▶ **Your task**
Set down all the entries again, word for word.

Point-per-instance localization data
***
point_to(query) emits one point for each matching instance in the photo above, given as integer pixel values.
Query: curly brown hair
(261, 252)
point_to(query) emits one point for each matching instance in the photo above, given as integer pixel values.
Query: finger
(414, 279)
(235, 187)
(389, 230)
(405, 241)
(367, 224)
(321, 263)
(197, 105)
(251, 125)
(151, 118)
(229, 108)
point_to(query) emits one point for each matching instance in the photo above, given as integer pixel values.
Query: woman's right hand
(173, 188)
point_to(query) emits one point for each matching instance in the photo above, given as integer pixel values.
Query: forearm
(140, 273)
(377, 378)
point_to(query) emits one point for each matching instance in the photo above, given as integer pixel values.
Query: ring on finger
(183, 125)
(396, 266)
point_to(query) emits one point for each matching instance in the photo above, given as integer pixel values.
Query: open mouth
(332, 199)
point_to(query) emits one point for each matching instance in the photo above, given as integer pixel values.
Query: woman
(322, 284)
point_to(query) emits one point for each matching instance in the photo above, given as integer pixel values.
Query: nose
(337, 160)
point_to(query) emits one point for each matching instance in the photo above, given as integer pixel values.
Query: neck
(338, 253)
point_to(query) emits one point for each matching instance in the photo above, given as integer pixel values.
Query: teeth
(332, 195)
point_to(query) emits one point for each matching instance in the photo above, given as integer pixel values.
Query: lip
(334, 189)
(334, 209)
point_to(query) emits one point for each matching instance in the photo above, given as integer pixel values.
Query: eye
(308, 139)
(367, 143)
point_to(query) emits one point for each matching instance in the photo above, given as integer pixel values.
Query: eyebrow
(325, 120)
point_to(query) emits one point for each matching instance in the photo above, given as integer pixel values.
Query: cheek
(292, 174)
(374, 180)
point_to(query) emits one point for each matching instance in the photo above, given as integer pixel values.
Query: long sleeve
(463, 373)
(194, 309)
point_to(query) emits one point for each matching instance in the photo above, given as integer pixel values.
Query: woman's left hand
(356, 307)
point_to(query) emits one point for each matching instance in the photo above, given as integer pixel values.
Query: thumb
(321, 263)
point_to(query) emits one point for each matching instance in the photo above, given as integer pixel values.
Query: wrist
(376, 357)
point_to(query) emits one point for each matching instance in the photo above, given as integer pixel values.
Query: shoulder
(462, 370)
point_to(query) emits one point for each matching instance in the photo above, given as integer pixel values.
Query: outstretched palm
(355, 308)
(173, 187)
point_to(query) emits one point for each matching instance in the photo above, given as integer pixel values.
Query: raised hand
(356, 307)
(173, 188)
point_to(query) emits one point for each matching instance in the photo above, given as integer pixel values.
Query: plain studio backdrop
***
▶ **Completed task**
point_to(query) emits one point for each matching instance in the photo above, given as integer pixel values.
Query: curly brown hair
(261, 252)
point_to(query) emits one point for each matching instance in the photo above, given as integer pixel values.
Query: finger
(414, 279)
(235, 187)
(389, 230)
(405, 241)
(367, 224)
(321, 263)
(197, 105)
(251, 125)
(151, 118)
(229, 108)
point_to(query) emits one point for each matching instance in the photo above, given as integer pixel values.
Query: woman's right hand
(173, 188)
point_to(query) emits one point for each matching instance in the photo above, given as integer pixel values.
Query: forearm
(140, 273)
(377, 378)
point_to(query) emits one point for each matching instance in the photo above, given as integer pixel values.
Query: ring on finger
(183, 125)
(396, 266)
point_to(query) emits one point for each matching instance in the photo above, given as integer pixel values.
Query: open mouth
(332, 199)
point_to(query) emits one point for each matching instance in the photo above, given as integer pixel values.
Query: woman
(322, 284)
point_to(query) emits one point for each matching instance in the photo above, given as integer pixel values.
Query: nose
(337, 160)
point_to(query) emits one point for each matching instance in the photo above, given as integer pixel values.
Query: neck
(338, 253)
point_to(query) emits one point for each matching instance in the photo above, given as integer pixel values.
Query: teeth
(332, 195)
point_to(query) emits one point for each matching instance in the photo above, given as integer pixel values.
Query: lip
(334, 189)
(334, 209)
point_to(query) emits one point for each matching instance in the photo above, given as integer pixel values.
Query: eye
(308, 139)
(367, 143)
point_to(query) emits one point for each matching instance in the photo above, given as integer pixel values.
Query: eyebrow
(325, 120)
point_to(query) emits one point for each matching instance in the photo above, given as integer pixel values.
Query: cheek
(292, 174)
(374, 180)
point_to(query) emits one point for each matching instance in the photo above, given as integer pixel values.
Query: long sleeve
(463, 373)
(194, 309)
point_to(query) emits one point for each matching instance in the photo above, given as integer pixel values.
Query: woman's left hand
(356, 307)
point_to(query) emits one point for each matching instance in the photo above, given as integer pixel values.
Query: thumb
(321, 263)
point_to(query) emits one point for each matching instance in the photo above, given as integer pixel values.
Query: wrist
(376, 357)
point_to(query) emits one point for each matching instance in the photo above, given as integer pixel values.
Query: shoulder
(462, 370)
point_to(query) emits one point for each matching instance in the photo above, given as integer pixel values.
Query: outstretched palm
(355, 308)
(173, 187)
point_to(query) emits one point for each matching instance in the photo above, given as integer pixel values.
Query: raised hand
(356, 307)
(173, 188)
point_to(query) emits one point for each matching instance in the photo above, given as integer pixel values.
Query: plain studio backdrop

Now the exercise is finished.